WRITTEN TASK: Retype the material below word for word, leaving out the pictures.

GIVEN DATA:
──────────

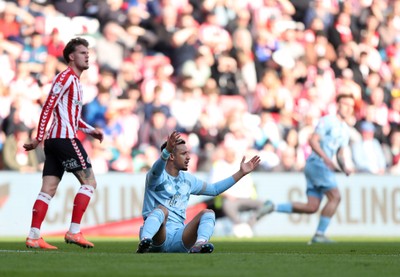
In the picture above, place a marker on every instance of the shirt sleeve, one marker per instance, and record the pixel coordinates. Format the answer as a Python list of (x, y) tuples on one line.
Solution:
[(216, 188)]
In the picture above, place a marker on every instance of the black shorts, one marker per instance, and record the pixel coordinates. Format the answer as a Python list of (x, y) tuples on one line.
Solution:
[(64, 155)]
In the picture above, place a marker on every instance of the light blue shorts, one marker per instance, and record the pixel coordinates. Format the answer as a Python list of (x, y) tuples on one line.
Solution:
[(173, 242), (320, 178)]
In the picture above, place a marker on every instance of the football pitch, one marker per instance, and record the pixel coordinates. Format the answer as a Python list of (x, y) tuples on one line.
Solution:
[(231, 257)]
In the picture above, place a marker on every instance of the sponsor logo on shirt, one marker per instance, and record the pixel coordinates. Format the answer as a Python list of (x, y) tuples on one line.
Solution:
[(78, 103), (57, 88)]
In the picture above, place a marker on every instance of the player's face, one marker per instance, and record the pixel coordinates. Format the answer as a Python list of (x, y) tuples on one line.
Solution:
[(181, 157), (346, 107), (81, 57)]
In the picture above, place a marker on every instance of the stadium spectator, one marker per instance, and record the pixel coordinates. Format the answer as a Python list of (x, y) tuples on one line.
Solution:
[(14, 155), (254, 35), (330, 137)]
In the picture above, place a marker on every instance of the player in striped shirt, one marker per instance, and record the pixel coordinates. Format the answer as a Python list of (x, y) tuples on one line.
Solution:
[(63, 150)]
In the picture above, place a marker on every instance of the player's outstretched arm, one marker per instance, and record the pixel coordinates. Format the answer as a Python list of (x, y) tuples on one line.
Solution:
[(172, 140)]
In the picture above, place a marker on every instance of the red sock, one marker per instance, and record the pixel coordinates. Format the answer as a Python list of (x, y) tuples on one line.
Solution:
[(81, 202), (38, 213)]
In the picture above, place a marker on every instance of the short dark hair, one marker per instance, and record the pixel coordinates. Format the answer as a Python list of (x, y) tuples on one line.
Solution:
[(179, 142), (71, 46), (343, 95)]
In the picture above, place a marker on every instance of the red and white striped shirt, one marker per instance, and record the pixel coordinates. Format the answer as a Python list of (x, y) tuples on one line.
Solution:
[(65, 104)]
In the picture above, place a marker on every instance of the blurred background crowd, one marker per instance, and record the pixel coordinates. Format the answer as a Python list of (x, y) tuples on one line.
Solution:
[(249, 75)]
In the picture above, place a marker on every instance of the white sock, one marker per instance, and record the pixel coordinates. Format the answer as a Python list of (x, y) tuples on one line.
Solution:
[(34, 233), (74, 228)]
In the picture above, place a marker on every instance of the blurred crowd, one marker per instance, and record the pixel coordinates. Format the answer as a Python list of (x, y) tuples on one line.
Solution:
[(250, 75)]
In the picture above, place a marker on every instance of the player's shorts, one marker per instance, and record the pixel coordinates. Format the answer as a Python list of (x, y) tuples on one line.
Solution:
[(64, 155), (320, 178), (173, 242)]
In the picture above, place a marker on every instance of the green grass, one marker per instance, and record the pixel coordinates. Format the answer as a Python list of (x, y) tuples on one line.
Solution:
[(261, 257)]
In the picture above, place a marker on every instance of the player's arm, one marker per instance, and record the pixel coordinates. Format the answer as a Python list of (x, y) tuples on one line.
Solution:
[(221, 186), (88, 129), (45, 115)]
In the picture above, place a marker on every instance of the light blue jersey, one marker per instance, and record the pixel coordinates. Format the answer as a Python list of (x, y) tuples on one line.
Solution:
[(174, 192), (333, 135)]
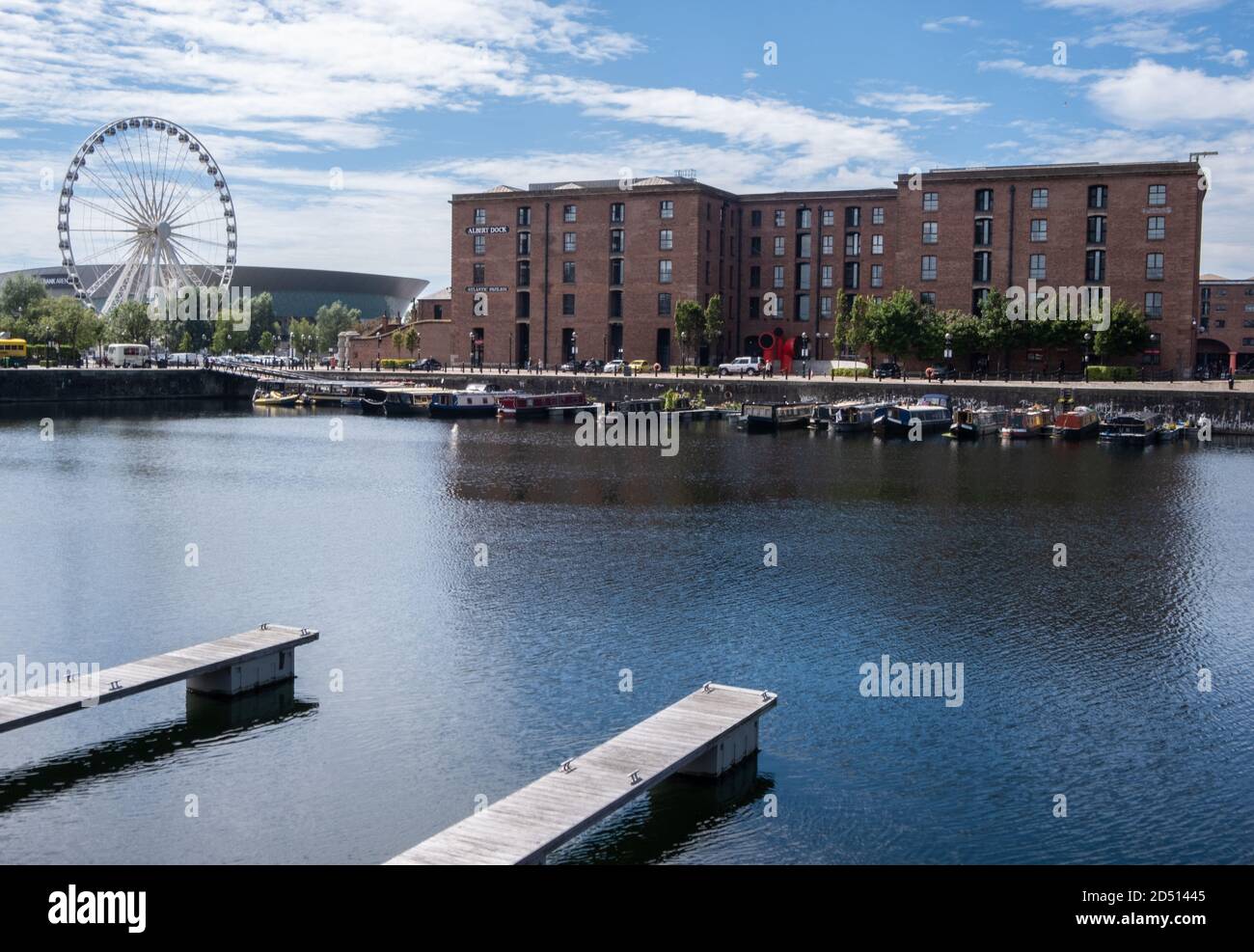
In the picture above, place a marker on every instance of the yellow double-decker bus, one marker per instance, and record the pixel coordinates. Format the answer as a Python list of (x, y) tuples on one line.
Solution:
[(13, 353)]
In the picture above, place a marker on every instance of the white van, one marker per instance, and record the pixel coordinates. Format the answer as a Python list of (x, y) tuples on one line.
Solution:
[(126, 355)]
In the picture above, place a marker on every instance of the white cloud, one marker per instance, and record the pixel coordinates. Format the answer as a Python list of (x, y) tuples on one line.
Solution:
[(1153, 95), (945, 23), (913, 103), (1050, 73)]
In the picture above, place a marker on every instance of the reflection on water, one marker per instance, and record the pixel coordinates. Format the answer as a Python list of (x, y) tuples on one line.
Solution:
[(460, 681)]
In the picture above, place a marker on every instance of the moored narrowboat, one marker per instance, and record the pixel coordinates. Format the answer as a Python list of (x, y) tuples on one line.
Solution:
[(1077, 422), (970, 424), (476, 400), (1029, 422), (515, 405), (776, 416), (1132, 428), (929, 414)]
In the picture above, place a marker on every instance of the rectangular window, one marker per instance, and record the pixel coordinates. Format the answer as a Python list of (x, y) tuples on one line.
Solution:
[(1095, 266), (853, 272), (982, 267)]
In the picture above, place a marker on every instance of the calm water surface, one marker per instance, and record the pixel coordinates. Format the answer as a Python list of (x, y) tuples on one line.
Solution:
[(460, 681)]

──────────

THE SOLUTION:
In the picture above, place a marker on every instance of the shirt sleeve, one marker per instance, and record the pixel coordinates. Format the answer as a Python list of (x, y) tuples on one line.
Solution:
[(216, 188)]
In the picture above, place a marker on every instance of the black shorts, one marker per instance, and record the pixel coordinates. Format the answer as a Python list of (x, y) tuples on one line.
Solution:
[(64, 155)]
In the picture above, place a marker on every instance of the light blue shorts, one marker per instance, and record the pixel coordinates. Format the answer as a Python list of (x, y) tuples on one line.
Solution:
[(173, 242), (320, 178)]
In the picture above, place a marker on every instance of the football pitch, one marker per instance, and record the pixel coordinates. Format the answer as a Python list of (x, y) tuples on one line.
Solution:
[(231, 257)]
In the picture above, place a marker on every instance of the sponsor logo on shirt, one marker per instance, and record the pixel coordinates. Format the answer as a Python list of (x, y) tuples on one line.
Solution:
[(78, 103), (57, 88)]
In the picture above, place a marker on every instance of the player's face, one marker per instance, and record the pixel coordinates. Format the answer as a Python list of (x, y) tuples on one line.
Solution:
[(181, 157), (346, 107), (81, 57)]
In the picture above, place a marker on every instance of the stadium spectator, one marker per instance, and record the pixel coordinates. Format the answer as a Python list of (x, y) tuples on one line.
Solution:
[(14, 155), (254, 35), (330, 137)]
In the picture above, place a marker on every instance of the player in striped shirt, one marker per instance, and record the pixel coordinates. Format the answer as a Python list of (x, y) tuples on one line.
Solution:
[(63, 150)]
In the picture above, place a marker on every instance of the player's outstretched arm, one marker per instance, and record the pixel coordinates. Format the answer as a Python list of (x, y) tuples on one line.
Solution:
[(172, 140)]
In the picture above, place a marker on every instance of the red sock, one marker per instance, and record the pixel coordinates. Format the answer as a Python list of (x, y) tuples on one line.
Solution:
[(81, 202), (38, 213)]
In the picture above, place a marker on every instance of the short dark hair, one marker per instance, and record the pixel coordinates. Format the answer as a Python list of (x, y) tuples on one line.
Solution:
[(179, 142), (71, 46), (343, 95)]
In the picture above, place a marker on every instance of the red and white striped shirt, one marker per instance, and record the pixel coordinates. Format the answer as a Python list of (x, y) tuples on one line.
Solution:
[(65, 104)]
In the picture above, place a marker on every instance of the blurred background crowd, one marker per instance, and record the pixel coordinates. Format the answer as a Python list of (x, y) tuples on one line.
Solution:
[(249, 75)]
In the picture above, place a marker on every instance of the white sock, one marker per instance, and record the pixel coordinates. Format the answer as a Python list of (x, y) tuples on one line.
Solution:
[(34, 233), (74, 228)]
In the picture above, place a marker on every instance of the blurred crowd, one marker per instance, and record the pixel coordinates. Format the answer as a Python list of (x, y) tuples on one line.
Solution:
[(250, 75)]
In the picture above, place a marker on every instance of the player's shorts, one marker per instance, and record the pixel coordinates. Format the answer as a Python list of (x, y) tuples on one line.
Solution:
[(64, 155), (320, 178), (173, 242)]
In the picture above, place a marker on every instance of the green grass, one marker per instance, and record the pixel coordinates. Format the answer as a Python list of (x, y) tuples on one line.
Solution:
[(261, 257)]
In the picture above, place a marker on every instance of the player's arm, one marker per instance, and record the pixel coordinates. Format the answer as a Python list of (x, y) tuples on one line.
Solution:
[(221, 186), (88, 129), (45, 115)]
In the picture above, place a marker on every instance of the light blue jersey, one marker per instance, and record the pixel coordinates. Format the answer as a Python list of (x, y) tuples on one line.
Solution:
[(174, 192), (333, 135)]
In the picture above, place a marker on every instance of the yellow double-decker bus, one marker per instance, and record the pixel coordinates. Format the answer as a Python list of (x, y) tuples on one line.
Solution:
[(13, 353)]
In the picture above, place a marker on every instance of the white van, one marker per instance, and record the pixel coordinates. Format the answer as a Python list of (x, y) tuples on one line.
Solution:
[(126, 355)]
In the picture above, place a marker on every instance of the white cloud, one marker per instance, and record the pixel coordinates. Format the answer as a Python list of (x, y) tuples on one line.
Solution:
[(1153, 95), (945, 23), (913, 103), (1050, 73)]
In the picture above, place a marker on every instance of the reflection on water, one marker per instance, and record the pixel coordinates. Format the answer as a Python list of (x, y) tuples on one line.
Solution:
[(460, 681)]
In the picture above, place a marker on every instance of the moored narrowboat, one marker per instance, and record the pixel coordinates. Format the answer as a Python list of (x, y) tuples on one line.
Solution:
[(1077, 422), (970, 424), (476, 400), (1029, 422), (515, 405), (776, 416), (1132, 428), (929, 414)]
In the picture above, place a marker on every instance of the rectangular window, one marker per instance, and record the pixel coordinates. Format the answer as a Python list of (x, y) tuples on one line.
Solution:
[(1095, 266), (853, 272), (982, 267)]
In the picture above, place a marker on every instance of the calm water surface, one marker per instance, and record the pixel coordinates. Format the answer as a Python list of (x, y) tuples on one line.
Solution:
[(460, 681)]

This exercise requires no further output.